• [Data excerpts]
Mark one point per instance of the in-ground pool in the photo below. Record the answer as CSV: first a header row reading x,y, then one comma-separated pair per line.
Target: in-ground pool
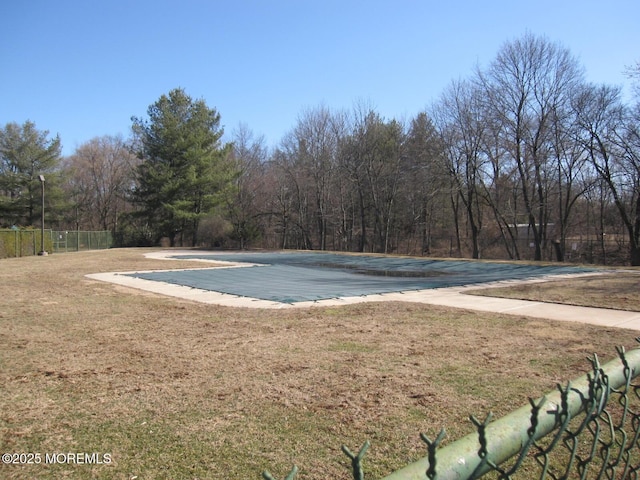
x,y
290,277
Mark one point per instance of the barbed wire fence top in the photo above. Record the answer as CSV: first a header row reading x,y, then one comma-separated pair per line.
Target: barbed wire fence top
x,y
588,428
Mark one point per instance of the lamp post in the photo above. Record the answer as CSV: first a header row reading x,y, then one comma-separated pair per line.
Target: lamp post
x,y
42,252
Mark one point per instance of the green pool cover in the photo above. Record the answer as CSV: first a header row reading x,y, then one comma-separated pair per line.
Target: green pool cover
x,y
290,277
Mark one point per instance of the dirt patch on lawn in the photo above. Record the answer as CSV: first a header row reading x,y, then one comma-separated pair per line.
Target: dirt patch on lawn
x,y
177,389
620,291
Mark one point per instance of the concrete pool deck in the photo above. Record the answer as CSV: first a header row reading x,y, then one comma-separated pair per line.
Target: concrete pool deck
x,y
454,297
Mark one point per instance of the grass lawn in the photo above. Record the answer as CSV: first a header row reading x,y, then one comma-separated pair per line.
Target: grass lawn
x,y
619,290
175,389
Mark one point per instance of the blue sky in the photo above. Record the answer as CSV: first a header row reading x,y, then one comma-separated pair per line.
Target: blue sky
x,y
82,69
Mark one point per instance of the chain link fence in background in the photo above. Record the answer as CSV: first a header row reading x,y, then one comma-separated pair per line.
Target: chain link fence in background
x,y
587,429
24,242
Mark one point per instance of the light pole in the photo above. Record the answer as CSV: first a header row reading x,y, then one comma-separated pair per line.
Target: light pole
x,y
42,252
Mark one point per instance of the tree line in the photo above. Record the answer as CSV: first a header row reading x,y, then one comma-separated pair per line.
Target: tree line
x,y
523,159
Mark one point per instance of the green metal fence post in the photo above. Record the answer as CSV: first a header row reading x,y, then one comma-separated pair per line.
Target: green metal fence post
x,y
506,436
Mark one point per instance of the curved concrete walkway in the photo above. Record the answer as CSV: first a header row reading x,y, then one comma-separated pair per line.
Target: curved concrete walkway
x,y
454,297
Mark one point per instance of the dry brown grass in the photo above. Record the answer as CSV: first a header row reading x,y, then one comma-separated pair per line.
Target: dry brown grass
x,y
620,291
176,389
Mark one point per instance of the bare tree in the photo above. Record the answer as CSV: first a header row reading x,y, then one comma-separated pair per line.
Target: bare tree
x,y
611,137
528,81
462,129
245,207
100,173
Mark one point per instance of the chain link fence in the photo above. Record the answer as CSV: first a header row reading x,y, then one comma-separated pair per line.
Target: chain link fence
x,y
586,429
24,242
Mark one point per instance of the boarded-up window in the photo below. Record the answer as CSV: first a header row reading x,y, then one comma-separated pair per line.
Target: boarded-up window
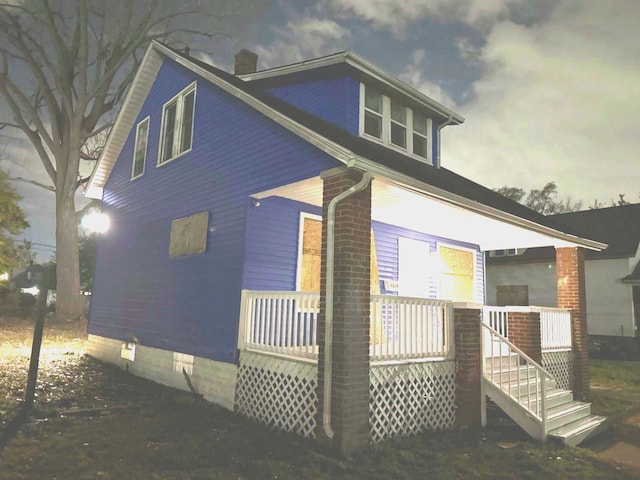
x,y
311,245
189,235
512,295
456,280
310,257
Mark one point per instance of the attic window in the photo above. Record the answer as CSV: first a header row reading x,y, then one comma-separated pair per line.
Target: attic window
x,y
140,153
176,134
388,120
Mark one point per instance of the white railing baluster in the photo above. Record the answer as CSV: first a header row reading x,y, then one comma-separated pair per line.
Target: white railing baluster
x,y
286,323
533,396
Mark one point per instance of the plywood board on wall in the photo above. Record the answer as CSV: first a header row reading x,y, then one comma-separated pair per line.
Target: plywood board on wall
x,y
189,235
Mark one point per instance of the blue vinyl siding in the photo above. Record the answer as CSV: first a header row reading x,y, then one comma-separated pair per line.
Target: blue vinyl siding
x,y
272,244
334,100
189,304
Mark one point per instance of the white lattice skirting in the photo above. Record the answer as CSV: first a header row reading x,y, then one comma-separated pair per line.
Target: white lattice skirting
x,y
560,365
278,392
406,399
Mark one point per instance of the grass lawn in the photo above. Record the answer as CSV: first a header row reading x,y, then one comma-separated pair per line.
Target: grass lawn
x,y
94,421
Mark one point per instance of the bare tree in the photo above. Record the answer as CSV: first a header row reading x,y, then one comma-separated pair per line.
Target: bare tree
x,y
544,200
66,65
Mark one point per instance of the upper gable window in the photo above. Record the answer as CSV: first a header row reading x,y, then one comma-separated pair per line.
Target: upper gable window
x,y
391,122
176,134
140,152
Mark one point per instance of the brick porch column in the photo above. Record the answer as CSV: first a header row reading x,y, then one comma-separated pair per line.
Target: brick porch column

• [Short task]
Without the pictures, repeat the listing above exactly.

• [Final result]
Mark one point per instance of the in-ground pool in the photo below. Record the answer as CSV: first a header row reading x,y, then one comma-separated pair per line.
Target: in-ground pool
x,y
290,277
Mark one point per instance of the barbed wire fence top in the photo above. Record the answer as CSV: first a header row reading x,y, then one comma-separated pair per line.
Target: barbed wire fence top
x,y
588,428
Mark one point per instance of the lamp post in the photo above. Record the answer as CSV: first a header row reading x,y, then one comma-separated pair per line.
Target: lamp post
x,y
42,252
Mark one point per instance of the green pool cover in the photo above. Record the answer as CSV: first a header row reading x,y, then one comma-separated pair per line.
Target: green pool cover
x,y
290,277
Mark one point per instance of the dirt patch on lawn in the photo above. Record the answer as CSV: first a header row reading x,y, then one comma-separated pair per line.
Target: dirt patch on lawn
x,y
177,389
620,291
Mark one point per instance of the concrete pool deck in the photo above. Record the answer as CSV: first a header row reading x,y, then one comma-separated pair per line.
Target: concrete pool deck
x,y
454,297
Mark one point per instance of the grass lawn in the photo above. Record the answer as CSV: first a header row reading x,y, then one comma-separated pair per line.
Target: grass lawn
x,y
619,290
175,389
Mark one point per instance of the blue sky in the photo above. Record the answer as CSV: first a header row reading x,y, then one comma-separated pair per line.
Target: blue sky
x,y
82,69
Mark one point per instance of the chain link fence in background in the photo above. Record the answer as CSV: first a header row reading x,y, then one comma-separated pair per line.
Target: chain link fence in background
x,y
587,429
24,242
Mark one point per instance of the light pole in the photo above. Record the answer as CSV: first a header row reading x,y, then one comma-separated pair per line.
Target: light pole
x,y
42,252
Mark one point per instance of the tree line in the photo above. Record the answer as CSV: first a header row reading x,y, then one comma-separated pair per line.
Target: tree line
x,y
523,159
Mark one point per instance of the green metal fence post in the photo above. Record the answer as CSV: first a header row reading x,y, then one comma-separated pair per line.
Target: green metal fence post
x,y
506,436
Mark one point per instance of the curved concrete walkway in the photo above. Record the answer as CSV: first a header row reading x,y, then one comma-separated pair per line.
Target: curved concrete walkway
x,y
454,297
Mark one point per instance of the dry brown grass in the photo above. Record the answer as CSV: first a header row reading x,y, then one comma-separated pair per line.
Target: dry brown grass
x,y
620,291
176,389
Mark one point per instance of the bare tree in the photo above. Record the answer as CSV: first a header row reading x,y, then one comma-separated pair per line.
Target: bare tree
x,y
611,137
528,81
462,129
245,207
100,173
Mark one point per instance of the chain link fence in the photo above. Record the answer as CSV: first a header row reading x,y, then one comma-separated pair per line.
Target: chain link fence
x,y
586,429
24,242
Mark one point per instance of the boarded-up window in the photo below. Record the answer as CSV: first a header row reading x,y, then one comma-separated pair per line.
Target: boarded-up window
x,y
311,245
189,235
512,295
456,280
310,257
Mark one point per instance of the attic window in the photo above. Record the answer as CSV: first a header row reading x,y, then one comma-separated pair per line.
Target: attic window
x,y
140,153
176,134
388,120
Mark one point per instance of the white railing baluster in the photo above. Record the answer as CSV: first a header row reading x,y, then one comma-separated pair per line.
Target: white railing baluster
x,y
286,323
533,396
Mark one point per instance of the plywood board on wall in the photo above. Record the answer as CSV: first a header row reading x,y, then one comma-separated pair per line.
Target: plywood board on wall
x,y
189,235
Mark one point per instance of the blue vinyl siding in the photo above. Record the answer as CSV: first a header row reading x,y, then one comma-separated pair per line.
Target: blue vinyl siding
x,y
272,244
334,100
189,304
Mark one point per instance of the white lattice skirting in the photo above. Record the answer as CSV: first a header row reading x,y, then one comma-separated pair per line.
Target: white lattice skirting
x,y
560,365
278,392
406,399
Mark one point per instance of the grass lawn in the photo above. Record the answer as CSV: first a header row reading x,y, then one comma-separated pair per line.
Target: grass lawn
x,y
94,421
Mark one point per instance of the bare tree in the photo above. Record the answer as CSV: first a header row reading x,y, then one comma-separated pair per line.
Target: bare tree
x,y
544,200
66,65
Mark one point per instance of the upper gable window in the photo above. Record the answer as CSV: first a header row reading x,y, then one comma-separated pair per line.
Target: upper gable window
x,y
391,122
176,134
140,152
Mark one point per instance of the brick porch column in the photo above. Record the answer as CSV: first a header row reading x,y, then one comma-separated pair per line.
Target: brick porch column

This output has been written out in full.